Saved entries
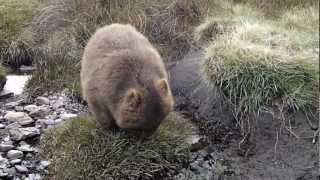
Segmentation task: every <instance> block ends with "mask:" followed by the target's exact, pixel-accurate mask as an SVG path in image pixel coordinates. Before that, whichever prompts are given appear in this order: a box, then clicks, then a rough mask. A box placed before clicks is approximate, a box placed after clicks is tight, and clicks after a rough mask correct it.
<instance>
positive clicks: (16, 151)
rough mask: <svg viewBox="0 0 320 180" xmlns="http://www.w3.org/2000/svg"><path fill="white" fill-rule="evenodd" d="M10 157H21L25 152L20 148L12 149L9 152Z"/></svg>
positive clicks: (12, 159)
mask: <svg viewBox="0 0 320 180" xmlns="http://www.w3.org/2000/svg"><path fill="white" fill-rule="evenodd" d="M7 157H8V159H11V160H13V159H19V158H22V157H23V152H22V151H18V150H10V151H9V152H8V154H7Z"/></svg>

TASK GOAL: Convert these lines into a numbered list, leaving out any blank lines and the pictures.

ANSWER:
1. Segmentation task: every <instance> block ends with "mask:" followed by the target's exact, pixel-accurate mask as an SVG path in image pixel coordinates. Before that, whichever prompts are given appear in this order: a box, then clicks, then a rough mask. A box placed before clicks is approximate, a box placed after clicks is tight, and clicks after a rough mask correct it.
2. <instance>
3. positive clicks: (16, 151)
4. rough mask: <svg viewBox="0 0 320 180" xmlns="http://www.w3.org/2000/svg"><path fill="white" fill-rule="evenodd" d="M10 157H21L25 152L20 148L12 149L9 152Z"/></svg>
5. positive clicks: (12, 159)
6. mask: <svg viewBox="0 0 320 180" xmlns="http://www.w3.org/2000/svg"><path fill="white" fill-rule="evenodd" d="M7 157H8V159H11V160H13V159H19V158H22V157H23V152H22V151H18V150H10V151H9V152H8V154H7Z"/></svg>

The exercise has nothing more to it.